**Exercise**.
Reproduce the following records line for line, changing nothing.

--- start ---

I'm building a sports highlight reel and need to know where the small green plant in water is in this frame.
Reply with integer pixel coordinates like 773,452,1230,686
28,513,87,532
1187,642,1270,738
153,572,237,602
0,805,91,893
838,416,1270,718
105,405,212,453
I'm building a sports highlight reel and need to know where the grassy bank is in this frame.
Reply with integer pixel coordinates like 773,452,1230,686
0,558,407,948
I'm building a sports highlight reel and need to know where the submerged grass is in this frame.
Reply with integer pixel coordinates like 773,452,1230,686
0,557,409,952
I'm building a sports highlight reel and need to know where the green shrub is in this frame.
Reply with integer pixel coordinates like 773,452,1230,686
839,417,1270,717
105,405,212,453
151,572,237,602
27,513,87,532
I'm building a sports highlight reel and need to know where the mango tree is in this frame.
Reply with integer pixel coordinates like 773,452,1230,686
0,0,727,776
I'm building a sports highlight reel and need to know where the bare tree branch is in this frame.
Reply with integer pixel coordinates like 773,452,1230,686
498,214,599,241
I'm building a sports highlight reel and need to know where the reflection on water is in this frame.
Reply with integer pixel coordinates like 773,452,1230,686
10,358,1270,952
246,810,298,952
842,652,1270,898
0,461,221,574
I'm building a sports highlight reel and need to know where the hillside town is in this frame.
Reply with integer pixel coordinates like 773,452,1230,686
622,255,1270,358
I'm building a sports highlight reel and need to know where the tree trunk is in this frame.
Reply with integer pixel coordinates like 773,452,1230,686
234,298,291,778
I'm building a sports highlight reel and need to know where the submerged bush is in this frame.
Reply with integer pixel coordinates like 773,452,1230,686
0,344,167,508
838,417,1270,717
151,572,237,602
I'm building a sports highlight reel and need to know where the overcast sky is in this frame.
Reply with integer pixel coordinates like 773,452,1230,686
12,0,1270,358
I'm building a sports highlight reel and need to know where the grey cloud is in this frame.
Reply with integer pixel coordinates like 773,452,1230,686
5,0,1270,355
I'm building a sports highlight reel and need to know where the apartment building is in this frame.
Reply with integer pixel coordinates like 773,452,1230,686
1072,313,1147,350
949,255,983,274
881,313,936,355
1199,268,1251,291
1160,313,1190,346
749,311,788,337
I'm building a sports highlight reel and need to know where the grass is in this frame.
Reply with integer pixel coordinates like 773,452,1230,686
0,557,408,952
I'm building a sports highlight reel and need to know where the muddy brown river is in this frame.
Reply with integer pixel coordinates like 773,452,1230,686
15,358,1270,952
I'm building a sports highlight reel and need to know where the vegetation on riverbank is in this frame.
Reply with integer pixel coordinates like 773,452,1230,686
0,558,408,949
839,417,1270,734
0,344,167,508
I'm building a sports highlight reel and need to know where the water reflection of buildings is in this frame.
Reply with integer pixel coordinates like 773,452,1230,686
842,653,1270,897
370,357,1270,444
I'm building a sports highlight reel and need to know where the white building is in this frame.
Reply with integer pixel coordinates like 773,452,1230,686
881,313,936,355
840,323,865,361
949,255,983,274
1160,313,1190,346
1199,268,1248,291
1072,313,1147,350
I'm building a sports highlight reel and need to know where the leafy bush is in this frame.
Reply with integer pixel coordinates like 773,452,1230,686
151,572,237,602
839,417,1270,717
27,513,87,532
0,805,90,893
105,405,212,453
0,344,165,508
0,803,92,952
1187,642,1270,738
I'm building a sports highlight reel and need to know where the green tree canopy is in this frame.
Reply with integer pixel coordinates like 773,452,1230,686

--- end ---

**Answer to this problem**.
I'm building a sports highlight reel and need to know where the small green plant in water is in this frame.
Reply with integer pixel coordinates like 773,452,1230,686
28,513,87,532
1187,642,1270,738
153,572,237,602
0,805,91,893
838,416,1270,718
105,405,212,453
I'm building a sports highlight reel and need to know where the grassy bank is in this frame.
Reply with integer pixel coordinates like 773,452,1230,686
0,558,407,948
I'm building a sports highlight reel and need to know where the submerged grass is in this frame.
Reply with integer pixel coordinates like 773,452,1230,686
0,557,409,952
I'm building a sports highlight reel and need to know where the green shrub is in this frame.
Reply with integer pixel coordinates like 773,452,1230,686
839,417,1270,717
105,405,212,453
151,572,237,602
27,513,87,532
I'm building a sports highlight reel and need to know where the mango tree is in this frame.
Reply with integer pixel coordinates like 773,452,1230,686
0,0,727,776
I'm building a sports highlight reel and need to know where the bare tree branch is in this frame.
Reply with integer pixel coordinates like 773,452,1230,686
498,214,599,241
I'm building a sports highlight reel and need to know where the reflection on water is in this frame.
Reply with integer pixel coordinates like 773,452,1230,686
10,358,1270,952
246,810,298,952
842,652,1270,898
0,461,221,574
I'm building a sports highlight reel and need to know where the hillside town is in this frame.
Reply with integer pixel coordinates like 773,452,1230,686
622,255,1270,358
I'm building a sports highlight reel and need to know where the tree trunk is in this frame.
Reply with integer pixel coordinates like 773,452,1230,686
234,298,291,778
I'm building a sports highlight reel and need to know where the submerged bush is in this frame.
Reply with integer pixel coordinates like 773,452,1230,686
0,344,167,508
838,417,1270,717
151,572,237,602
I'm building a sports highlight reel and need to know where the overcast sky is in this frame.
Reply with integer pixel coordinates like 773,452,1230,686
12,0,1270,358
I'm building a sports highlight reel and need to know where the grey cloud is in this frame.
Reply with integer pixel coordinates like 773,452,1230,686
5,0,1270,355
I'm building a sports highlight reel and need to know where the apartment building is in this frame.
Reply with integer pixel coordinates like 773,452,1230,686
1072,313,1147,350
949,255,983,274
881,313,936,355
1199,268,1251,291
1160,313,1190,346
749,311,788,337
I'm building a sports highlight reel and need to know where the grass is in this frame.
Reply with integer pixel coordinates like 773,452,1230,686
0,557,408,952
I'm building a sports highlight reel and need to know where the muddy brown river is in this frame.
Reply with integer pixel coordinates like 773,452,1230,686
15,358,1270,952
I'm building a sports highlight reel and need to know where the vegetation on riverbank is in this frame.
Reply with integer pixel coordinates like 773,452,1230,686
0,558,408,949
839,417,1270,734
0,344,167,508
I'm building a sports highlight reel and need to know where the water reflection of buildings is in this frame.
Reply with integer pixel coordinates like 773,452,1230,686
842,653,1270,897
370,357,1270,444
I'm building a sports highlight reel and need to know where the white building is in this frame.
Reply with integer pixel coordinates like 773,452,1230,686
881,313,936,355
840,323,865,361
949,255,983,274
1160,313,1190,346
1199,268,1248,291
1072,313,1147,350
I'm building a sports highlight reel and need to know where the leafy bush is in this frame.
Reply with integer pixel coordinates like 773,452,1230,686
151,572,237,602
839,417,1270,717
27,513,87,532
0,805,90,893
105,405,212,453
0,344,165,508
0,803,92,952
1187,642,1270,738
I'm building a sports highlight reel and need to know where the green tree canopy is in this frame.
Reply with integer pixel coordinates like 773,452,1230,686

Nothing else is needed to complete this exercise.